-------- Materials provided

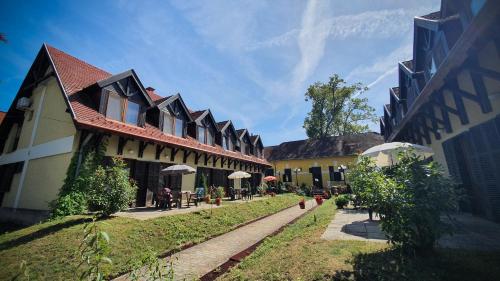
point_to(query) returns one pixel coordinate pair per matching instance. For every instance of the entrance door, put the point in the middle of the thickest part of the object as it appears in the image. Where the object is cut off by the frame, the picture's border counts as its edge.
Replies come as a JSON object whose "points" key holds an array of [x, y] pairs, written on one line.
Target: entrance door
{"points": [[317, 177]]}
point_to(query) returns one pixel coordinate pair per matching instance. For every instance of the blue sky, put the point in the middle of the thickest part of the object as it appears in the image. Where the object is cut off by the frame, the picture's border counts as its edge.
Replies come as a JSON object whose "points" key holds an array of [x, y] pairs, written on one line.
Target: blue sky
{"points": [[249, 61]]}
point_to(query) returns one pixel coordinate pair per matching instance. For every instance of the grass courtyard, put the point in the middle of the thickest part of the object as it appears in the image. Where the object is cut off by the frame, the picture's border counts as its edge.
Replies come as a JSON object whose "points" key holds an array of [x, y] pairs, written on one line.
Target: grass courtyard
{"points": [[298, 253], [51, 249]]}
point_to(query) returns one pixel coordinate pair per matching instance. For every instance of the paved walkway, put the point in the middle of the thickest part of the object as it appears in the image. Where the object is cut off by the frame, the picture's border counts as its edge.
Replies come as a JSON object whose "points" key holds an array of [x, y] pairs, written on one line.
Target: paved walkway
{"points": [[353, 225], [471, 232], [151, 212], [199, 260]]}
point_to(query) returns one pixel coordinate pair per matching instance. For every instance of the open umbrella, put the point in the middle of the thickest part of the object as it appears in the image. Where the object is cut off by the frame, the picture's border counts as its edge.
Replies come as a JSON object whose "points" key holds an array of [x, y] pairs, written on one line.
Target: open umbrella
{"points": [[387, 154], [178, 170], [270, 178], [239, 175]]}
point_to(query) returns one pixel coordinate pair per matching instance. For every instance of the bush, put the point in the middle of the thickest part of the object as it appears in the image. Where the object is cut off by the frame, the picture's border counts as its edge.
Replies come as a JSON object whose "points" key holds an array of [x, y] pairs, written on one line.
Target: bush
{"points": [[74, 203], [410, 197], [110, 189], [412, 207], [219, 192], [342, 200]]}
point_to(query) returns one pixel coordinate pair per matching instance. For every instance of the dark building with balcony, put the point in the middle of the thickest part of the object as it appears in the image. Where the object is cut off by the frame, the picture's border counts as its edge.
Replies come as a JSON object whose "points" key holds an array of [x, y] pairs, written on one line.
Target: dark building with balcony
{"points": [[448, 97]]}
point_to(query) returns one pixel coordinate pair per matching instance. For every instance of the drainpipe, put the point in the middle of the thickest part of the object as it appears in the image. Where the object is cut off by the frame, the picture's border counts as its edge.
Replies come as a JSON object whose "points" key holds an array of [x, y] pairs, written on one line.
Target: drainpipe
{"points": [[30, 145], [80, 152]]}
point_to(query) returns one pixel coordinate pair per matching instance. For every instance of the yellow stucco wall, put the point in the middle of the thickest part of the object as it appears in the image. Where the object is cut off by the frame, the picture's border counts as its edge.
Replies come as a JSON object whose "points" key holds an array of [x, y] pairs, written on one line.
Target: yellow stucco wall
{"points": [[490, 59], [54, 122], [131, 149], [44, 176], [304, 164]]}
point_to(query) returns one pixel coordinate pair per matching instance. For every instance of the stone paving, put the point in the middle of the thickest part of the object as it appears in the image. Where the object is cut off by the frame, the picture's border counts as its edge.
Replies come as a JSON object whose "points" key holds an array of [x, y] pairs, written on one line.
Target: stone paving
{"points": [[353, 225], [151, 212], [199, 260], [470, 232]]}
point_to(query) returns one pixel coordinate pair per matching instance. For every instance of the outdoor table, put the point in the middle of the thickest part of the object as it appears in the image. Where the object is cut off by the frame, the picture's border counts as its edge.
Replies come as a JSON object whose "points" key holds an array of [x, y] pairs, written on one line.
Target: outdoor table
{"points": [[189, 196]]}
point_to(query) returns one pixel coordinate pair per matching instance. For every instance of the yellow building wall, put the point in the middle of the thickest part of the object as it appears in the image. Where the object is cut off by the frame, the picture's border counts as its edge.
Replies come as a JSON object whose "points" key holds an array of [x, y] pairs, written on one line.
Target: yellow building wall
{"points": [[304, 164], [55, 122], [489, 58], [44, 176], [131, 149]]}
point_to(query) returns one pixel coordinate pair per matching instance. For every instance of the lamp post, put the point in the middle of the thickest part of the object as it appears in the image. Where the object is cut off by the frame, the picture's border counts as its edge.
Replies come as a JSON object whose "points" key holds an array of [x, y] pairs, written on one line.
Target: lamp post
{"points": [[297, 170]]}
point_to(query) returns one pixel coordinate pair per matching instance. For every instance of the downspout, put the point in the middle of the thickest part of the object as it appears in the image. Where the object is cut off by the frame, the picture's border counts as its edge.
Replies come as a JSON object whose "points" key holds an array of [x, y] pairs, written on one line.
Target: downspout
{"points": [[30, 145], [80, 153]]}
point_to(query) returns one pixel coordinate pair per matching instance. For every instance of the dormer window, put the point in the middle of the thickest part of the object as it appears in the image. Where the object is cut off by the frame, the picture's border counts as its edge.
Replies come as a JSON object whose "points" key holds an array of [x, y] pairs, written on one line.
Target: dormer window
{"points": [[168, 123], [179, 127], [123, 110], [201, 134], [132, 116], [209, 138], [114, 108]]}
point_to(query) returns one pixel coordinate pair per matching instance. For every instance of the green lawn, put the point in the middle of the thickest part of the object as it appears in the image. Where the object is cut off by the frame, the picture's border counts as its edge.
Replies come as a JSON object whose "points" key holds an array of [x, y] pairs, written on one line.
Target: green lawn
{"points": [[50, 249], [298, 253]]}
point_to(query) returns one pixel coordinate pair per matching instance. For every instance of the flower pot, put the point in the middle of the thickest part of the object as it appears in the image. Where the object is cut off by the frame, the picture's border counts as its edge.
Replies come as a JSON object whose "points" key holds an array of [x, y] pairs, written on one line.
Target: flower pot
{"points": [[319, 200], [302, 204]]}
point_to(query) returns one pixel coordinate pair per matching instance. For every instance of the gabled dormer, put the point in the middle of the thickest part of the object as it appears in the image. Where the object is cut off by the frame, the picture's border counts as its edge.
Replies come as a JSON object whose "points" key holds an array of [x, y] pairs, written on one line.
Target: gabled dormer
{"points": [[244, 143], [227, 137], [174, 116], [257, 146], [123, 98], [203, 126]]}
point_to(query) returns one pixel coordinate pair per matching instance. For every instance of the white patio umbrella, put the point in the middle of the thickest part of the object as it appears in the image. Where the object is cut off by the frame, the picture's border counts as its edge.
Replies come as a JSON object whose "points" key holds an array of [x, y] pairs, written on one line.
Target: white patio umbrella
{"points": [[387, 154], [178, 170], [239, 175]]}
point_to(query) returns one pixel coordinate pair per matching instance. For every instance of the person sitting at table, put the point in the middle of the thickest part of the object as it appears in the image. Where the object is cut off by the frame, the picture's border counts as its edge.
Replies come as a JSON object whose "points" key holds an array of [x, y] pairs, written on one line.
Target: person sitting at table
{"points": [[165, 197]]}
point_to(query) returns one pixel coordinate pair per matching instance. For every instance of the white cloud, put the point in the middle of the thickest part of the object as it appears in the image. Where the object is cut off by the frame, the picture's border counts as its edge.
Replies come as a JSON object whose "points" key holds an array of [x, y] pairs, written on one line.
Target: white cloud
{"points": [[367, 25]]}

----------------

**Description of the task**
From the line containing "the white patio" through the final line of the listing above, retype every line exactly; leave out everything else.

**Output for this task**
point_to(query) returns one pixel coordinate pair per matching instance. For every instance of the white patio umbrella, put the point in the middle of the thickest part of the object as it appears in the image. Where the object is cut off by the frame, the picture's border counts as its edge.
Replies come as a JSON object whose "points" key holds an array of [x, y] pairs, written on one line.
Target: white patio umbrella
{"points": [[387, 154], [178, 170], [239, 175]]}
point_to(query) returns one pixel coordinate pair per matching instance. For every instance of the person sitting at table, put the point in the middle of the thickest part of the object as it appears in the image. Where the object is cut off by the frame, the picture's border counts as its edge.
Replies come as a JSON object whose "points" key holds an array of [x, y] pairs, written on one line.
Target: person sitting at table
{"points": [[165, 197]]}
point_to(query) returns one pixel coordinate pair per matching instance. For every instance of the white cloud, put the point in the middle of the thickest part of the object as it appears in the image. Where the object is cut off by the frame, the picture's border counts as its edge.
Replies come as a JSON object whose "points" key holds an array of [x, y] pairs, written on one line.
Target: white cloud
{"points": [[367, 25]]}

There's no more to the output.